Data entries

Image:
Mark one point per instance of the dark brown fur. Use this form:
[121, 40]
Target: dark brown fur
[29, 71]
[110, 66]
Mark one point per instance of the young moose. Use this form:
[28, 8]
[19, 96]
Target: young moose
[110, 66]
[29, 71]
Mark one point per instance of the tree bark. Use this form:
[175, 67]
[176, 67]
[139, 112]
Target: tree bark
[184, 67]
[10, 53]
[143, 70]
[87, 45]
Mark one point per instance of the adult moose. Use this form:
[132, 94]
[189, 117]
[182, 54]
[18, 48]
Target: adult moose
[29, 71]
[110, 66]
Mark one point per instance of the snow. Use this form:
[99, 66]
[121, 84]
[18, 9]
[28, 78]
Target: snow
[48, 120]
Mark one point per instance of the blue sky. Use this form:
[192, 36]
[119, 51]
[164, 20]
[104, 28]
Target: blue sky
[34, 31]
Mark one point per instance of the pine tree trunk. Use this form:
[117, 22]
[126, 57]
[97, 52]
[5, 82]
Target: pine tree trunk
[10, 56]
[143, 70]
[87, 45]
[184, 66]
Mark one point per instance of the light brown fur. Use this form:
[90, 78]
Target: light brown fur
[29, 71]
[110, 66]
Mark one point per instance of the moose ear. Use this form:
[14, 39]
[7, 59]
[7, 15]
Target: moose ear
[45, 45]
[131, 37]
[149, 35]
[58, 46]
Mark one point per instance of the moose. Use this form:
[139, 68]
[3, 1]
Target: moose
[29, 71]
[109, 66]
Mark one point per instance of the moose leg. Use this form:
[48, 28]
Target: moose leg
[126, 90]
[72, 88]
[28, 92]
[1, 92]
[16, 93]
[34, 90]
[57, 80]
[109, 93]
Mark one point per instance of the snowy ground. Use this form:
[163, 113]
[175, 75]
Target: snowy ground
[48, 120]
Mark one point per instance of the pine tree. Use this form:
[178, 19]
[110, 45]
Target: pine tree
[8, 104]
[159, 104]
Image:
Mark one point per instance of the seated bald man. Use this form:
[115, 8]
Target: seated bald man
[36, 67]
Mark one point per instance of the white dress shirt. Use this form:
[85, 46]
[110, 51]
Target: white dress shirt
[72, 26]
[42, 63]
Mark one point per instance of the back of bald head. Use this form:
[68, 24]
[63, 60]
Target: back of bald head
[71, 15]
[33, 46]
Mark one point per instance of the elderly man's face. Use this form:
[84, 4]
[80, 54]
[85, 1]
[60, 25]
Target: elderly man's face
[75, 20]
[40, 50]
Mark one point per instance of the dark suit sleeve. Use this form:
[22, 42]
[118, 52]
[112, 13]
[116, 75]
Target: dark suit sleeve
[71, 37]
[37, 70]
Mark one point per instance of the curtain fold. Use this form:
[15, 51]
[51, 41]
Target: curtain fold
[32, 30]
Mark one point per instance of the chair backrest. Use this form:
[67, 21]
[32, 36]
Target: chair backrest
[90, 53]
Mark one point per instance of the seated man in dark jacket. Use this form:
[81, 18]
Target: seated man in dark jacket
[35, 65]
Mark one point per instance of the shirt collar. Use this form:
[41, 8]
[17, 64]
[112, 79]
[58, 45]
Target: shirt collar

Task requirements
Rewrite the listing above, substituting "Follow this format:" for every occurrence of "Use this form:" and keeping all other text unchanged.

Exercise result
Image:
Mark one point per instance of the dark brown fur. Follow this format:
[121, 40]
Target: dark brown fur
[29, 71]
[110, 66]
Mark one point per instance of the young moose. Follow this format:
[28, 8]
[19, 96]
Target: young moose
[110, 66]
[29, 71]
Mark one point per instance of the tree bark. Follow this format:
[175, 67]
[176, 67]
[139, 112]
Target: tree bark
[184, 67]
[10, 53]
[143, 70]
[87, 45]
Mark one point per instance of the adult moose. Follow this format:
[132, 94]
[189, 117]
[182, 54]
[18, 48]
Target: adult moose
[29, 71]
[110, 66]
Mark one point per instance of the snow. Follow this format:
[99, 66]
[121, 84]
[18, 9]
[28, 78]
Target: snow
[48, 120]
Mark one point per instance of the blue sky. Follow this format:
[192, 36]
[119, 51]
[164, 20]
[104, 28]
Target: blue sky
[34, 31]
Mark one point per instance of the pine tree trunk. Follow this format:
[117, 22]
[126, 57]
[97, 52]
[5, 82]
Target: pine tree trunk
[10, 56]
[143, 70]
[87, 45]
[184, 66]
Mark one point per instance of the light brown fur. Follow this format:
[90, 78]
Target: light brown fur
[29, 71]
[110, 66]
Mark one point per instance of the moose ear. Follow this format:
[14, 39]
[7, 59]
[7, 15]
Target: moose ear
[45, 45]
[131, 37]
[149, 35]
[58, 46]
Mark one point per instance of the moose. Follow this format:
[139, 68]
[3, 1]
Target: moose
[29, 71]
[109, 66]
Mark one point per instance of the moose leg. Follow this format:
[48, 28]
Target: moose leg
[126, 90]
[72, 88]
[28, 92]
[1, 92]
[16, 93]
[34, 90]
[57, 80]
[109, 93]
Mark one point per instance of the snowy ground. Follow this format:
[163, 113]
[175, 75]
Target: snowy ground
[48, 120]
Mark one point per instance of the pine tree. Follow this format:
[178, 19]
[110, 45]
Target: pine tree
[8, 104]
[159, 104]
Image:
Mark one point per instance of the seated bald man. Follow this format:
[115, 8]
Target: seated bald man
[36, 67]
Mark one point per instance of the white dress shirt. Follow this format:
[85, 46]
[110, 51]
Target: white dress shirt
[72, 26]
[42, 63]
Mark one point per instance of the back of bald head. Follow this format:
[68, 24]
[63, 60]
Target: back of bald head
[71, 15]
[33, 46]
Mark one point per instance of the elderly man's face. Follow this format:
[84, 4]
[80, 54]
[85, 1]
[60, 25]
Target: elderly man's face
[75, 20]
[40, 50]
Mark one point per instance of the dark suit sleeve. Follow this format:
[22, 42]
[118, 52]
[112, 13]
[116, 75]
Target: dark suit sleeve
[71, 37]
[37, 70]
Mark one point per instance of the curtain fold. Follow this format:
[15, 51]
[51, 41]
Target: curtain fold
[32, 30]
Mark one point per instance of the chair backrest. Follow this format:
[67, 21]
[32, 36]
Target: chair backrest
[90, 53]
Mark one point per instance of the seated man in dark jacket. Follow this format:
[81, 18]
Target: seated man in dark jacket
[35, 65]
Mark one point per instance of the shirt collar. Follow this format:
[41, 8]
[17, 64]
[112, 79]
[58, 45]
Target: shirt collar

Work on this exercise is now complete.